═══ EXERCISE DATA ═══

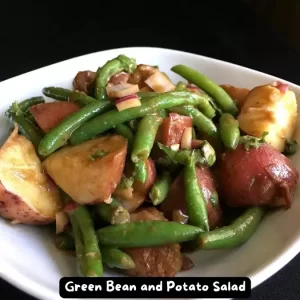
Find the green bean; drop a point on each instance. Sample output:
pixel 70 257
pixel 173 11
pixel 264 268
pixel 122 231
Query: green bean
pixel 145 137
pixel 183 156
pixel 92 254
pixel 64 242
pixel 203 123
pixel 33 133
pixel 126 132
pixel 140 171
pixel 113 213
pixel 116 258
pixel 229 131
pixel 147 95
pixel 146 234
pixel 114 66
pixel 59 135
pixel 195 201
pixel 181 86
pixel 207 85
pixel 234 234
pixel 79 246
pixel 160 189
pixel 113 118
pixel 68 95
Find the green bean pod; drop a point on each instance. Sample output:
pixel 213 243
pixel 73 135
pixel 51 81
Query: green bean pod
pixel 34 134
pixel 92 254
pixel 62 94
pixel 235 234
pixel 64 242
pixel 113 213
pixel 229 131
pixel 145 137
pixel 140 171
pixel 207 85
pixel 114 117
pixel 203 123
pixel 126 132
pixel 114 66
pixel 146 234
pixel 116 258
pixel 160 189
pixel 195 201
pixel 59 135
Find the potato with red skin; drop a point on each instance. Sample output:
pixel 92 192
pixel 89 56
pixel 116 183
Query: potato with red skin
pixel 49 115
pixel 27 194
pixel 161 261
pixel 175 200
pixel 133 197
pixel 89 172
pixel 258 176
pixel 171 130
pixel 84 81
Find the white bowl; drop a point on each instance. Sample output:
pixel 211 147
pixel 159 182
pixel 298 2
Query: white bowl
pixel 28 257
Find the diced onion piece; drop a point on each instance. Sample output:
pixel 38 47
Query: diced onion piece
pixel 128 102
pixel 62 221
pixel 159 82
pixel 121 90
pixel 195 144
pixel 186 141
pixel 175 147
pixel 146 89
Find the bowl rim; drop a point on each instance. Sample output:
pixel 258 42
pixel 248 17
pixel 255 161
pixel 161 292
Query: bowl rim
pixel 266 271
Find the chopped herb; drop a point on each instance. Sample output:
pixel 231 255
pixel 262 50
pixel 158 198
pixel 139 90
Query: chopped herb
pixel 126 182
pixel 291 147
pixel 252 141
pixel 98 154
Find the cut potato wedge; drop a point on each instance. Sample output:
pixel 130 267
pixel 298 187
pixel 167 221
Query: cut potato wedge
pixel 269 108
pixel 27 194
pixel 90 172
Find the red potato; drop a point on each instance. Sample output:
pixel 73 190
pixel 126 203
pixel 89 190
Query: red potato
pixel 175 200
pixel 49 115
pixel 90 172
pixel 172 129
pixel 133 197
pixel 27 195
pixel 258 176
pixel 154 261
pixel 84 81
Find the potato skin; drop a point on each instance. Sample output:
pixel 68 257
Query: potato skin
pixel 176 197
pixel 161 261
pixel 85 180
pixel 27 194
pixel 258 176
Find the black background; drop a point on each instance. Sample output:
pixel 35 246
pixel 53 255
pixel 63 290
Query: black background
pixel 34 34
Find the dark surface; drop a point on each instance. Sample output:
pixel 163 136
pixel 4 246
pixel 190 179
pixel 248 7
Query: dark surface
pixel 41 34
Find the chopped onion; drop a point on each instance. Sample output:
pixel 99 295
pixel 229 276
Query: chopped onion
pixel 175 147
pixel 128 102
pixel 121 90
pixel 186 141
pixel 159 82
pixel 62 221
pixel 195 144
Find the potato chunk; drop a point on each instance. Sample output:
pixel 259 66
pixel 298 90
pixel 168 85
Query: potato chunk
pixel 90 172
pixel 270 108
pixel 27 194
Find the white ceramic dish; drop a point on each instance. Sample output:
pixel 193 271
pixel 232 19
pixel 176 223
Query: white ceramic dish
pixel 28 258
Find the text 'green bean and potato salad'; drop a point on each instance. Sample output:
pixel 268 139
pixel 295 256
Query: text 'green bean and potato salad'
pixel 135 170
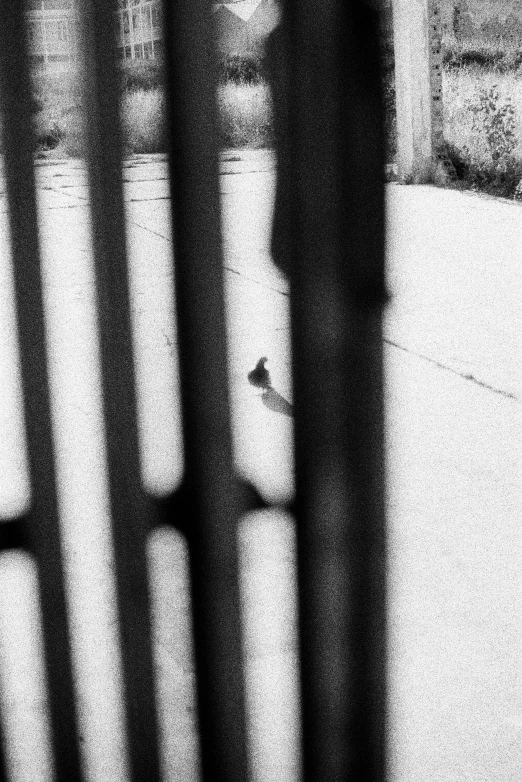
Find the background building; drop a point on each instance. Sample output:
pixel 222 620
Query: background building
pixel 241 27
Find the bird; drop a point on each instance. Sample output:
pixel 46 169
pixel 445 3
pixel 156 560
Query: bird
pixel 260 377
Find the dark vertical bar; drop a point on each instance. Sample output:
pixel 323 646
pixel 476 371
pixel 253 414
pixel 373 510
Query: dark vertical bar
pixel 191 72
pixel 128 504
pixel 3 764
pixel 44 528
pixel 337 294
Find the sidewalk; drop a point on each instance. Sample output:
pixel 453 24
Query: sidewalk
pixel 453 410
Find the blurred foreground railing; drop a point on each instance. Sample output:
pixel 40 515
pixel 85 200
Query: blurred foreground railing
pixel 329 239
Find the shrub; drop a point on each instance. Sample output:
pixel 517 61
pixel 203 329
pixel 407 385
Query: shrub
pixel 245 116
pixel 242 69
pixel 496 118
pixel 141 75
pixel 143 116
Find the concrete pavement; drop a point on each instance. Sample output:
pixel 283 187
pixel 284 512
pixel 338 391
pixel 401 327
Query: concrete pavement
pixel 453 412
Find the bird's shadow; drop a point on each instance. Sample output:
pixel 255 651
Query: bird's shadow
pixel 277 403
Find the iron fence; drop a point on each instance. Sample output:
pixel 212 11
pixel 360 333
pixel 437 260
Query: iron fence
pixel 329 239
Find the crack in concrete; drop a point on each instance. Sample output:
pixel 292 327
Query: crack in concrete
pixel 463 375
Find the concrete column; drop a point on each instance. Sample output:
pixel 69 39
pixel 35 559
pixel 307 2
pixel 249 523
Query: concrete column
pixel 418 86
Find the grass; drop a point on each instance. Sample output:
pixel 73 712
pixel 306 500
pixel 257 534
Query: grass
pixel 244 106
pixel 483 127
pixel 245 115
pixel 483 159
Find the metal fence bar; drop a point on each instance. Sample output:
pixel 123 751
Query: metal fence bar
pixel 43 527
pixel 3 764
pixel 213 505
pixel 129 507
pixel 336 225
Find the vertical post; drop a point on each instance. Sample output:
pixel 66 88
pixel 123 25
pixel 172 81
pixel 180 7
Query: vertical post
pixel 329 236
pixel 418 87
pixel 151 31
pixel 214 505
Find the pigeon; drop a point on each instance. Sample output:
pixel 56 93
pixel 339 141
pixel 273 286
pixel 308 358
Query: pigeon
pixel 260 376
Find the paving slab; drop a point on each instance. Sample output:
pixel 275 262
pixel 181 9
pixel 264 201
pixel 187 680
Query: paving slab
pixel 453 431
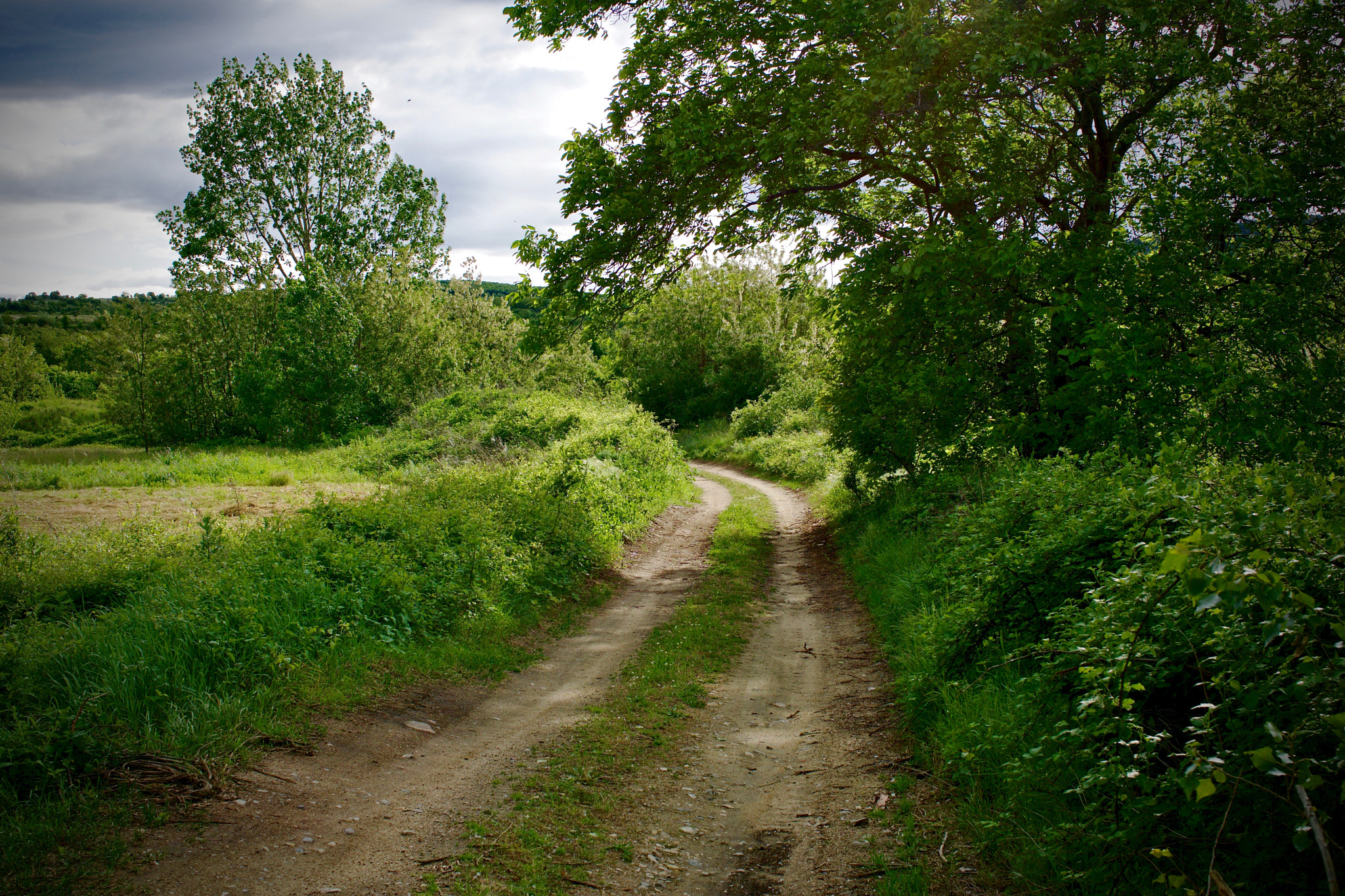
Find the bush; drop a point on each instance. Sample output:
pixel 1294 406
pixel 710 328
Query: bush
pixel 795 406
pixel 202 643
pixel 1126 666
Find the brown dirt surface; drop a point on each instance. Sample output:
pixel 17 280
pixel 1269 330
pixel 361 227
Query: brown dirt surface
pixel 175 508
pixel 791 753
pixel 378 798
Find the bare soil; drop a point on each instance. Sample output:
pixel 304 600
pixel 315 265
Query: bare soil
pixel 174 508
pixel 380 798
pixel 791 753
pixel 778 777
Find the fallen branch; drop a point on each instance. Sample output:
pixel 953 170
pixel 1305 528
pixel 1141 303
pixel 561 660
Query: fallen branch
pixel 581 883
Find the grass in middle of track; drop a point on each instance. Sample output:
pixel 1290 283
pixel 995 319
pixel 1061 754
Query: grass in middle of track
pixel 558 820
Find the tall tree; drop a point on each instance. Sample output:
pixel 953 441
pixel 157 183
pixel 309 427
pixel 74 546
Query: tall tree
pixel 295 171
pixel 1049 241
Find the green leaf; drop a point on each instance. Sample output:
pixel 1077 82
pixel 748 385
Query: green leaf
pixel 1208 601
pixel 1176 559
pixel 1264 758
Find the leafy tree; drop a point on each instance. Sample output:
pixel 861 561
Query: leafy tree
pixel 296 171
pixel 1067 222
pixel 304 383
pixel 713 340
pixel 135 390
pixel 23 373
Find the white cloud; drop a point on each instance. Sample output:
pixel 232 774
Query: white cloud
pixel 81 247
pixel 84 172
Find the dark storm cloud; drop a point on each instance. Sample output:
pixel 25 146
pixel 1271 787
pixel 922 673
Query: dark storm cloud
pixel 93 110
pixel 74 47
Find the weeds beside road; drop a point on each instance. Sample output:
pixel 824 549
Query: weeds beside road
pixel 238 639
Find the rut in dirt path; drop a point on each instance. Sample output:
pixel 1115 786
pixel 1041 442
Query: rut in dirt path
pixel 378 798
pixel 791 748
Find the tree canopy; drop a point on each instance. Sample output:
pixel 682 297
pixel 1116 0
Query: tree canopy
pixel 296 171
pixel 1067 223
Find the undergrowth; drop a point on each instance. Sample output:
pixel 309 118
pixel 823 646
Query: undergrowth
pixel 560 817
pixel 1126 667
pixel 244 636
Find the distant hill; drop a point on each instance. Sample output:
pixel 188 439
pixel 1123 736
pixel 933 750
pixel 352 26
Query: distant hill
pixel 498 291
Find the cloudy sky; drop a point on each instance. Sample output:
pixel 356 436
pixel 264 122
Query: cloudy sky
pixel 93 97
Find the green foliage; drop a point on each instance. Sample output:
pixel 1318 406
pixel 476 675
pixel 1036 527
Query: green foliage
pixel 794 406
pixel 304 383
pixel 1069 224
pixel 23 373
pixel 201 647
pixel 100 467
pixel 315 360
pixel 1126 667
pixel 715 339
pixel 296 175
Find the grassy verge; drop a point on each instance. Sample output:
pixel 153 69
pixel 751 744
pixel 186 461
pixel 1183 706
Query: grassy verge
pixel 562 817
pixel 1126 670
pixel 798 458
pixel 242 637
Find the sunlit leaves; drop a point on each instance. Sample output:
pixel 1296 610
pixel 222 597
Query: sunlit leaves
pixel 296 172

═══

AIM -
Print the line containing "Find the cloudy" and every line after it to the end of the records above, exactly as written, and nothing else.

WRITTEN SOLUTION -
Find the cloudy sky; drop a point on each instance. Sample output:
pixel 356 436
pixel 264 122
Query: cloudy sky
pixel 93 97
Find the green foliage; drop a point on each instance. Sample output:
pixel 1318 406
pixel 476 675
pixel 1036 527
Query: green foliage
pixel 794 406
pixel 304 383
pixel 1069 224
pixel 23 373
pixel 201 647
pixel 100 467
pixel 315 360
pixel 1126 667
pixel 715 339
pixel 296 175
Find the grassy verge; drop a point on each instance. Sample output:
pixel 153 69
pixel 751 744
pixel 186 461
pixel 1183 706
Query: grassy verge
pixel 562 817
pixel 1126 670
pixel 798 458
pixel 242 637
Find the sunlit leaves; drop a point on each instance. Sample output:
pixel 1296 610
pixel 222 597
Query: sunlit leaves
pixel 296 172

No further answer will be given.